__EXERCISE BRIEF__.
Each record below is to be copied word for word, with pictures removed.

[[ DATA TO USE, beginning ]]

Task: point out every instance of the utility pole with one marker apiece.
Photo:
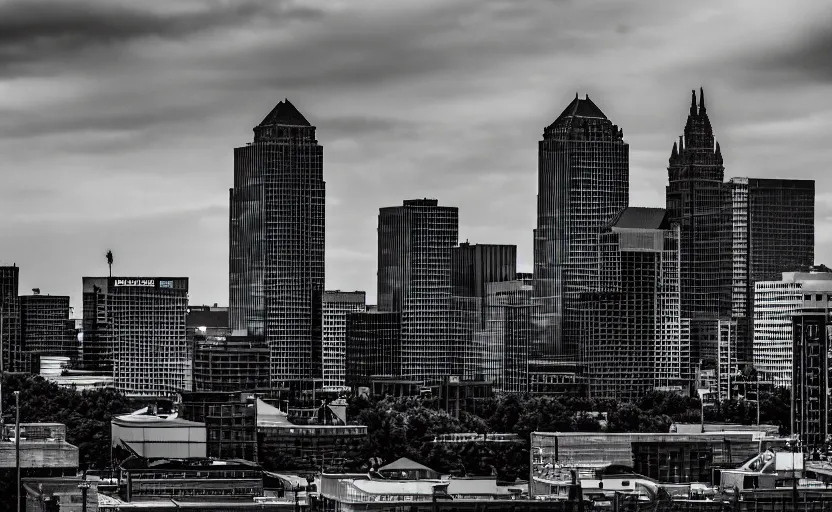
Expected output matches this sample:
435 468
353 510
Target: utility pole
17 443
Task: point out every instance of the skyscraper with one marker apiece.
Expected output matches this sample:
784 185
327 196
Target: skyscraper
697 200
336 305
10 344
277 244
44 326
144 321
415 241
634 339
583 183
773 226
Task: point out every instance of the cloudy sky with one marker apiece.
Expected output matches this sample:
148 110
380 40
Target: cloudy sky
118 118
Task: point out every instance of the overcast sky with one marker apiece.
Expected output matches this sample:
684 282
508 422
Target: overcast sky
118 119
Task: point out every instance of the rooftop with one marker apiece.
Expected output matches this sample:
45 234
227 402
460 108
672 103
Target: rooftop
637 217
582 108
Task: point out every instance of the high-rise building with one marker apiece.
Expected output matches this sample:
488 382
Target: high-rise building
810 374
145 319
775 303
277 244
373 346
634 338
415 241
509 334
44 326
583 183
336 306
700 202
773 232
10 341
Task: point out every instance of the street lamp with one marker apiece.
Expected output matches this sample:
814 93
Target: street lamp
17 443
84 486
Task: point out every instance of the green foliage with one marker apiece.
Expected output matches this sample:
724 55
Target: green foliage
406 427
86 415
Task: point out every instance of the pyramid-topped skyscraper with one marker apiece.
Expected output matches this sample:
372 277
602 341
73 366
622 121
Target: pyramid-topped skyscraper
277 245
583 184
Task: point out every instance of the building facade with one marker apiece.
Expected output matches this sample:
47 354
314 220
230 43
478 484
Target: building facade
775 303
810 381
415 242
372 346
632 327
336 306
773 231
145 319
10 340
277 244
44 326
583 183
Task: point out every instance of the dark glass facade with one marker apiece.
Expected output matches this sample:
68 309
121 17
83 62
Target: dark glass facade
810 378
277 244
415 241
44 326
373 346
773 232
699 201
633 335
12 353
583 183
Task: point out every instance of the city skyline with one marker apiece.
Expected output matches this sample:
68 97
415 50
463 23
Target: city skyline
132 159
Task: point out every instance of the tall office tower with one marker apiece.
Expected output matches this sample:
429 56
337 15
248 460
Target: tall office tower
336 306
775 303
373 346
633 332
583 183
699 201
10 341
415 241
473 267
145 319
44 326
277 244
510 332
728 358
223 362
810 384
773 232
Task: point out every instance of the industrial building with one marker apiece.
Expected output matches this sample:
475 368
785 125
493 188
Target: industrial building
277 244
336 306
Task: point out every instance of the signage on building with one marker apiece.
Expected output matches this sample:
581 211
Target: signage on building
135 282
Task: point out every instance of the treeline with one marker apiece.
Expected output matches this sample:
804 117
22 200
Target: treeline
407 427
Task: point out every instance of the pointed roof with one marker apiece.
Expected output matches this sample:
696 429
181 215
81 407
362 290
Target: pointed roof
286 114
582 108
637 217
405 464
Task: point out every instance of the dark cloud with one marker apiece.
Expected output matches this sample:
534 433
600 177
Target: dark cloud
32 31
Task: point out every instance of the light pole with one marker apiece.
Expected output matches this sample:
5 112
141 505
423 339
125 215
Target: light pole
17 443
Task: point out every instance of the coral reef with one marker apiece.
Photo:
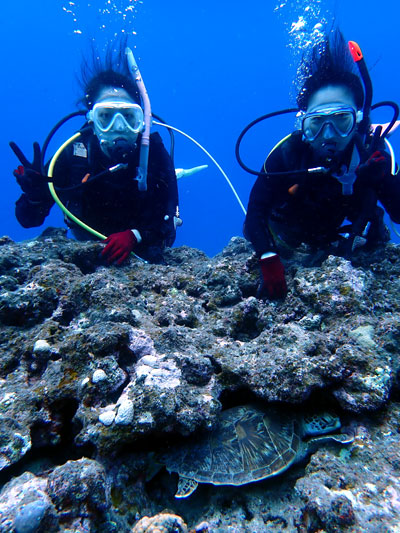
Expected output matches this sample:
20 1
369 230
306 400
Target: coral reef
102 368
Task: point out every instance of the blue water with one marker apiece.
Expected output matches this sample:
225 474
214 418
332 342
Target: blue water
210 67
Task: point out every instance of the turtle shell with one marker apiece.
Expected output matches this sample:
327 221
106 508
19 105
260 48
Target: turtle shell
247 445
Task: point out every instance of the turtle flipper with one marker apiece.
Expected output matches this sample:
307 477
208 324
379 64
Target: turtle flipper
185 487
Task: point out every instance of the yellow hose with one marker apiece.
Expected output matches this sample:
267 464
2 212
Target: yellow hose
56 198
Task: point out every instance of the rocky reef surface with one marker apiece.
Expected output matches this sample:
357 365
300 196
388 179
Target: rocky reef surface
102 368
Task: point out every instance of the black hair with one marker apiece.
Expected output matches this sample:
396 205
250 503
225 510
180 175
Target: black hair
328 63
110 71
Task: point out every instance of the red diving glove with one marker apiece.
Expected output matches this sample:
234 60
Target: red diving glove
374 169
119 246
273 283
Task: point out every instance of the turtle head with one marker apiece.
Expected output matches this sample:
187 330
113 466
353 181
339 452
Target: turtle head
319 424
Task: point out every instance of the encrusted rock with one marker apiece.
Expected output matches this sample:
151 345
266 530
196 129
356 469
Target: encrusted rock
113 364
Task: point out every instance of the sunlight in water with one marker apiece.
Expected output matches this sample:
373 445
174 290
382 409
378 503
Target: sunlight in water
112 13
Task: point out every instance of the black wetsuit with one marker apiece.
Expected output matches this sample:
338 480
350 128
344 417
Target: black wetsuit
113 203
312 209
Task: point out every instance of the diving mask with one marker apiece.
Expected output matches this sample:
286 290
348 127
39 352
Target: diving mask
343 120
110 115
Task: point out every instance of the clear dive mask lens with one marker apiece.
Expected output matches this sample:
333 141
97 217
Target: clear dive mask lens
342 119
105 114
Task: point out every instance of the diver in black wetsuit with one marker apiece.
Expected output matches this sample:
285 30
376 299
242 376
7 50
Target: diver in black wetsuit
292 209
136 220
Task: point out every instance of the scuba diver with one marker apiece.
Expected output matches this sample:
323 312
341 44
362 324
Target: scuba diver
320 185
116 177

[[ DATA TO USE, end ]]

__SOLUTION BELOW__.
Task: point out every instance of the utility pole with one marker apiece.
Photo:
Expected output matches this sample:
435 468
353 510
Target: utility pole
17 443
Task: point out every instance of the skyscraper with one marker apiece.
Expected output matches this sample:
784 185
327 196
Target: skyscraper
697 200
336 305
10 344
277 244
44 326
144 321
415 241
634 339
583 183
773 226
Task: point out every instance of the cloudy sky with one marker apiece.
Expected output matches this sample:
148 110
380 40
Target: cloudy sky
118 118
Task: point out every instance of the overcast sky with one marker apiece.
Expected output matches this sample:
684 282
508 422
Target: overcast sky
118 119
Task: point out every instance of the rooftop with one marker apiece.
Expected output matches this sample:
45 234
227 402
460 108
672 103
Target: rooftop
637 217
582 108
Task: point out every instance of the high-rise building with one marker apiece.
Expected output matches this sample:
488 382
Target: high-rise building
810 374
145 319
775 303
277 244
373 346
634 338
415 241
509 334
44 326
583 183
336 306
700 202
773 232
10 341
Task: point out every instance of the street lamp with one marker apiece.
Expected output matches this sample:
814 93
Target: street lamp
17 443
84 486
Task: point out every instance of the green foliage with one marker apiece.
Expected output matches this sample:
724 55
Target: green foliage
406 427
86 415
Task: point out every instance of the pyramid-topped skyscraper with one marker apiece.
Expected output matches this sample:
372 277
602 341
73 366
622 121
Target: pyramid-topped skyscraper
277 245
583 184
Task: point out every instance of the building facade with one marker apiece.
Expected output matches this sample:
47 354
314 220
230 43
478 484
Target: building facade
775 303
810 381
415 242
372 346
632 327
336 306
773 231
145 319
10 340
277 244
44 326
583 183
Task: point out every instance of the dark glass facade with one marker apiece.
Expected output matches this sample:
68 309
121 17
83 62
Target: dark glass facade
810 378
277 244
415 241
44 326
373 346
773 232
699 201
633 335
12 353
583 183
Task: point out every instance of the city skyline with one marker apiece.
Expected output matches this sample:
68 97
415 50
463 23
Target: city skyline
132 159
Task: point out every instance of the tall office tower with one marker apiece.
Expected output matches this sample:
429 56
337 15
248 460
Target: tall office tower
336 306
775 303
373 346
633 332
583 183
699 201
10 341
415 241
473 267
145 319
44 326
277 244
510 332
728 358
223 362
810 384
773 232
Task: point out every instance of the industrial building with one marker apiece.
Expected output matches this sample:
475 368
785 125
493 188
Target: industrial building
277 244
336 306
Task: point out every instance of the signage on building with one marker apiece.
Expected output matches this sample:
581 211
Target: signage on building
135 282
Task: point out every instance of the treeline with one marker apiece.
Expected output matches this sample:
804 117
22 200
Target: treeline
407 427
Task: point out every instance of the pointed roof with one marker apiece.
Expected output matches this sample:
696 429
181 215
81 407
362 290
Target: pointed roof
286 114
582 108
637 217
405 464
Task: point out every instance of the dark cloud with one marker apiece.
Expected output matches this sample:
534 433
600 177
Target: dark cloud
32 31
Task: point out every instance of the light pole with one marker apiece.
Expected output matches this sample:
5 112
141 505
423 339
125 215
Target: light pole
17 443
Task: point out every instance of the coral reef with one marker apiece.
Photo:
Expected output matches this sample:
20 1
369 230
306 400
Target: coral reef
102 368
Task: point out every instance of the blue water with one marker apiece.
Expected output matches this sample:
225 474
214 418
332 342
Target: blue water
210 67
Task: point out every instance of the turtle shell with one marker apiece.
Expected output matches this sample:
327 221
106 508
19 105
260 48
Target: turtle shell
247 445
Task: point out every instance of the turtle flipper with one marker apiece.
Expected output matches this sample:
307 477
208 324
379 64
Target: turtle flipper
185 487
Task: point out every instance of the yellow hose with one marker apiece.
Expected output matches this sample:
267 464
2 212
Target: yellow hose
56 198
Task: point out every instance of the rocky reef surface with one marker apiece.
Expected output matches this sample:
357 365
300 196
388 179
Target: rocky reef surface
102 368
Task: point out every instance of the black hair with one marker apiece.
Expected output matches this sample:
396 205
250 503
225 510
180 175
Target: black hair
328 63
110 71
Task: point out every instance of the red diving glove with one marker apiece.
Expected output matches this sample:
234 60
Target: red diving glove
374 169
119 246
273 283
Task: point out every instance of the turtle head with one marker apiece.
Expected output matches this sample:
187 330
113 466
353 181
339 452
Target: turtle head
319 424
Task: point out every instance of the encrusted rock with one marker apiece.
Expected output matches this sample:
151 345
266 530
196 129
356 469
Target: encrusted rock
113 364
Task: point out every instance of the sunlight in water with one marker apiece.
Expected output matches this sample:
373 445
174 290
382 409
378 503
Target: sunlight in water
112 13
Task: point out every instance of the black wetsuit with one marker apiece.
Expected output matches this sample:
338 480
350 128
344 417
Target: black wetsuit
113 203
312 209
Task: point out every instance of the diving mask with one marker apiece.
Expected output matches this sample:
286 290
348 127
39 352
Target: diving mask
343 120
110 115
Task: point out every instance of the clear dive mask lens with one marker apiece.
Expected output matches this sample:
333 141
97 217
Target: clear dive mask lens
342 119
105 114
Task: point out every instance of the diver in black wetsuit with one marker apiece.
Expected output matches this sample:
285 30
376 299
242 376
7 50
Target: diver in black wetsuit
292 209
136 220
Task: point out every instance of the scuba diver with one marker apiece.
Expected output matches this sample:
323 312
341 44
362 324
Target: scuba diver
320 185
116 177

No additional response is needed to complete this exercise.